#### [Work instructions]
Select every line in the entries that contains the string "instance", and copy each of those lines out. Treat the match as case-sensitive.

#### [Data supplied]
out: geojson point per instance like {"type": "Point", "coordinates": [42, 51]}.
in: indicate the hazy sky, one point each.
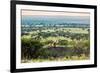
{"type": "Point", "coordinates": [52, 13]}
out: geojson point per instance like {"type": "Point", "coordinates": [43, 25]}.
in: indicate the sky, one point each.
{"type": "Point", "coordinates": [53, 13]}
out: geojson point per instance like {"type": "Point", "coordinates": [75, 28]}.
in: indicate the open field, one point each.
{"type": "Point", "coordinates": [55, 44]}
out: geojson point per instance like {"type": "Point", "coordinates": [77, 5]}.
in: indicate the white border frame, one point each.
{"type": "Point", "coordinates": [20, 65]}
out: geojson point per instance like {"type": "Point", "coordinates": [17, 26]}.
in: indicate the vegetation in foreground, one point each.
{"type": "Point", "coordinates": [54, 44]}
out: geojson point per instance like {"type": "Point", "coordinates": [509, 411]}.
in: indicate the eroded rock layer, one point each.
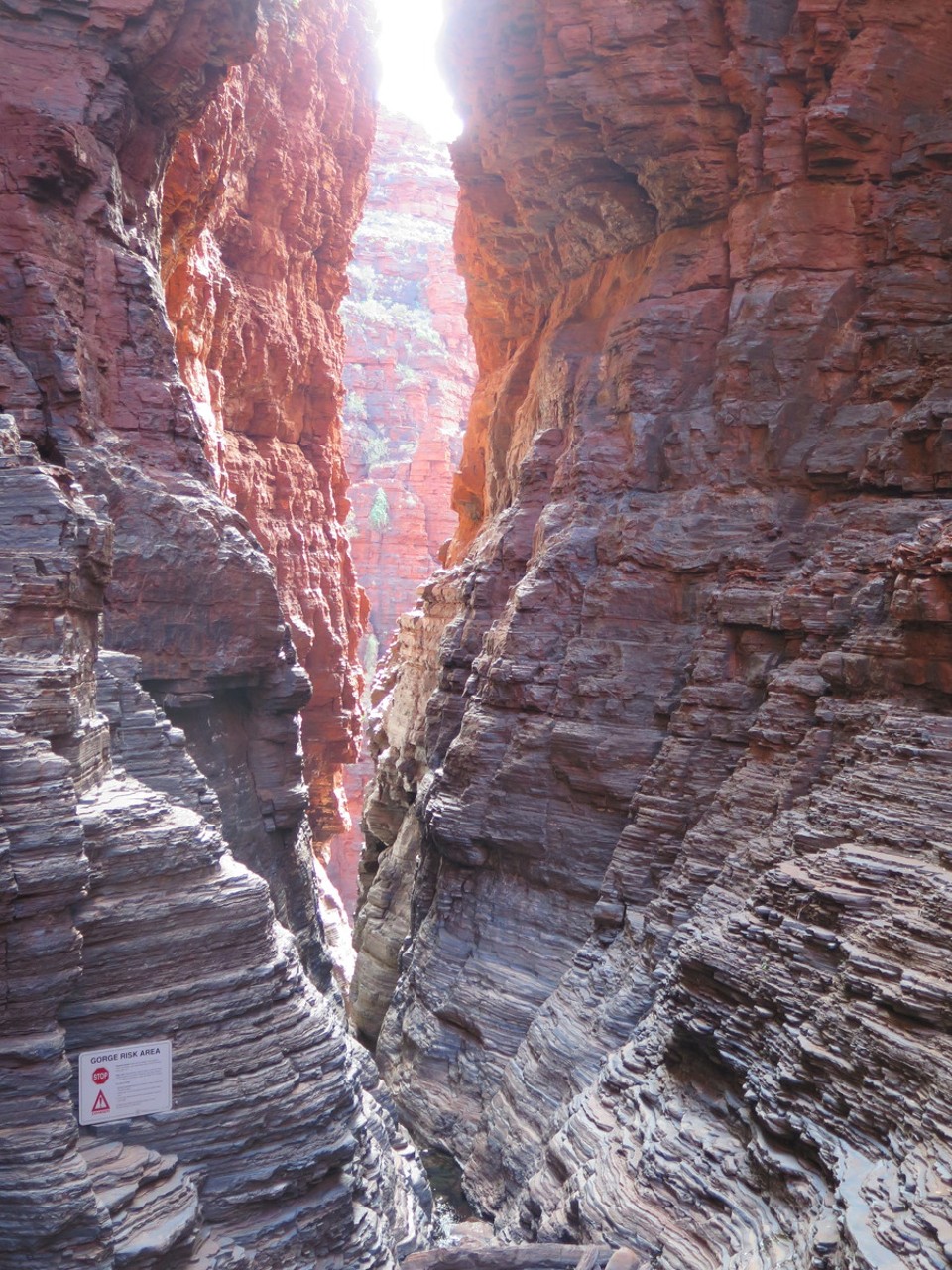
{"type": "Point", "coordinates": [674, 828]}
{"type": "Point", "coordinates": [409, 375]}
{"type": "Point", "coordinates": [259, 207]}
{"type": "Point", "coordinates": [125, 915]}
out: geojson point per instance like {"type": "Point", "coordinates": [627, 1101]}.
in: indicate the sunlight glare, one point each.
{"type": "Point", "coordinates": [412, 82]}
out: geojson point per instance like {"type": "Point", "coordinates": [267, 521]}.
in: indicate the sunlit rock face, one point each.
{"type": "Point", "coordinates": [670, 838]}
{"type": "Point", "coordinates": [409, 375]}
{"type": "Point", "coordinates": [125, 912]}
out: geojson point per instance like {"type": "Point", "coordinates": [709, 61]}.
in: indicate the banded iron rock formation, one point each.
{"type": "Point", "coordinates": [656, 943]}
{"type": "Point", "coordinates": [409, 375]}
{"type": "Point", "coordinates": [143, 893]}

#### [Final result]
out: geojson point per instance like {"type": "Point", "coordinates": [42, 51]}.
out: geojson point per instance like {"type": "Point", "coordinates": [43, 25]}.
out: geojson point per instance like {"type": "Point", "coordinates": [75, 28]}.
out: geojson point per instance like {"type": "Point", "coordinates": [77, 5]}.
out: geojson point per instance like {"type": "Point", "coordinates": [17, 26]}.
out: geojson point per instance like {"type": "Point", "coordinates": [509, 411]}.
out: geojson point per instance like {"type": "Point", "coordinates": [627, 1101]}.
out: geojson point per instance like {"type": "Point", "coordinates": [267, 521]}.
out: geojson point per instance like {"type": "Point", "coordinates": [709, 61]}.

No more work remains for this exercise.